-------- Supplied entries --------
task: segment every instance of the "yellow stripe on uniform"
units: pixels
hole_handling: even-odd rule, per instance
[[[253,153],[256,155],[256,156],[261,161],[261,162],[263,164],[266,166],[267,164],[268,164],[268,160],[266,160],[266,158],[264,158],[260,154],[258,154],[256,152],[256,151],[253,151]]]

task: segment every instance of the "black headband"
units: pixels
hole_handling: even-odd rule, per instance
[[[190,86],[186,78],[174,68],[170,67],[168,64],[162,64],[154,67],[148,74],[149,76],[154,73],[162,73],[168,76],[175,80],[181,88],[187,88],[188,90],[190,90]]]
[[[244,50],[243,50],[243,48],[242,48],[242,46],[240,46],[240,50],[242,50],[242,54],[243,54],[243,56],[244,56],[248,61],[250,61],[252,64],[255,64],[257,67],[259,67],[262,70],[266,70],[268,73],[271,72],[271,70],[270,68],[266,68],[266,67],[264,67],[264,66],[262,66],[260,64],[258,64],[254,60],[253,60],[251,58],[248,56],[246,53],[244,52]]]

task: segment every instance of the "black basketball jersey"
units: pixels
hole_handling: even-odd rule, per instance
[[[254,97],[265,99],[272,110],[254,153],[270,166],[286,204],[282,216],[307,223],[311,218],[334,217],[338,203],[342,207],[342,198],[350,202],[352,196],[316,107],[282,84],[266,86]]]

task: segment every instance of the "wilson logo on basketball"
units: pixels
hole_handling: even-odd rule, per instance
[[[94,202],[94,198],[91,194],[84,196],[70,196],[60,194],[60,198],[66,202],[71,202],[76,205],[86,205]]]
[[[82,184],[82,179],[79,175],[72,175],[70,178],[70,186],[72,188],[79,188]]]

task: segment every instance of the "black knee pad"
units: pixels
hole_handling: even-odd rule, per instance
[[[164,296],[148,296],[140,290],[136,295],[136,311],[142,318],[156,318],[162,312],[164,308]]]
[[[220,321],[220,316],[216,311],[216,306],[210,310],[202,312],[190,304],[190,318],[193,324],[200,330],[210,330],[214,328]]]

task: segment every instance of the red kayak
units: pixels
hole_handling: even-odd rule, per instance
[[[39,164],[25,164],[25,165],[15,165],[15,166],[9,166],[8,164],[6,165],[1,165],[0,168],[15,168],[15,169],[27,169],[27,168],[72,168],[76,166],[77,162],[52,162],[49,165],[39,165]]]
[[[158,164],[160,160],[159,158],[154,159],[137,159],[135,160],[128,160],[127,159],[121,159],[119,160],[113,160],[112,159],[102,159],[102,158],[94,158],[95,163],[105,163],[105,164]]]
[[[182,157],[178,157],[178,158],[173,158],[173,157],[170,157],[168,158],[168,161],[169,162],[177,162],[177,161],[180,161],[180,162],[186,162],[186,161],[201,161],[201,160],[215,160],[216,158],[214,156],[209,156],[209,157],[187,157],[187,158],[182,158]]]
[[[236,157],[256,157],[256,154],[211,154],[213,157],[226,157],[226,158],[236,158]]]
--------
▶ Directions for this task
Format every line of the listing above as a numbered list, one line per item, omitting blank lines.

▶ Answer to the problem
1. task: segment every instance of the "yellow stripe on uniform"
2. units: pixels
3. hole_handling: even-odd rule, per instance
4. [[[253,153],[256,155],[256,156],[261,161],[261,162],[263,164],[266,166],[267,164],[268,164],[268,160],[266,160],[266,158],[264,158],[260,154],[258,154],[256,152],[256,151],[253,151]]]
5. task: segment every instance of the "black headband"
6. units: pixels
7. hole_handling: even-odd rule, per instance
8. [[[190,86],[186,78],[174,68],[170,67],[168,64],[162,64],[154,67],[148,74],[149,76],[154,73],[162,73],[168,76],[175,80],[181,88],[187,88],[188,90],[190,90]]]
9. [[[244,50],[243,50],[243,48],[242,48],[242,46],[240,46],[240,50],[242,50],[242,54],[243,54],[243,56],[244,56],[248,61],[250,61],[252,64],[255,64],[257,67],[259,67],[262,70],[266,70],[268,73],[271,72],[271,70],[270,68],[266,68],[266,67],[264,67],[264,66],[262,66],[260,64],[258,64],[254,60],[253,60],[251,58],[248,56],[246,53],[244,52]]]
10. task: segment every instance of the "black basketball jersey"
11. units: pixels
12. hole_handling: even-odd rule, per instance
13. [[[254,97],[265,99],[272,110],[254,153],[270,166],[286,204],[282,216],[307,223],[311,218],[334,217],[338,203],[342,207],[342,198],[350,202],[352,196],[316,107],[282,84],[266,86]]]
14. task: segment every instance of the "wilson logo on basketball"
15. units: pixels
16. hole_handling: even-odd rule, per instance
17. [[[94,202],[94,198],[91,194],[84,196],[70,196],[60,194],[60,198],[66,202],[71,202],[76,205],[86,205]]]
18. [[[82,184],[82,179],[79,175],[72,175],[70,178],[70,186],[72,188],[79,188]]]
19. task: segment every instance of the "black knee pad"
20. units: pixels
21. hole_handling: even-odd rule, per instance
22. [[[164,296],[148,296],[140,290],[136,295],[136,311],[142,318],[156,318],[162,312],[164,308]]]
23. [[[220,321],[220,316],[216,311],[216,306],[210,310],[202,312],[190,304],[190,318],[193,324],[200,330],[210,330],[214,328]]]
24. task: segment every instance of the red kayak
25. units: pixels
26. hole_handling: even-odd rule, per instance
27. [[[39,164],[25,164],[25,165],[15,165],[15,166],[9,166],[8,164],[6,165],[1,165],[0,168],[15,168],[15,169],[27,169],[27,168],[72,168],[76,166],[77,162],[52,162],[49,165],[39,165]]]
28. [[[158,164],[160,160],[159,158],[154,159],[137,159],[135,160],[128,160],[127,159],[121,159],[119,160],[113,160],[112,159],[102,159],[102,158],[94,158],[95,163],[105,163],[105,164]]]
29. [[[182,157],[178,157],[178,158],[173,158],[173,157],[170,157],[168,158],[168,161],[169,162],[177,162],[177,161],[180,161],[180,162],[186,162],[186,161],[201,161],[201,160],[215,160],[216,158],[214,156],[209,156],[209,157],[187,157],[187,158],[182,158]]]
30. [[[236,157],[256,157],[256,154],[211,154],[213,157],[226,157],[226,158],[236,158]]]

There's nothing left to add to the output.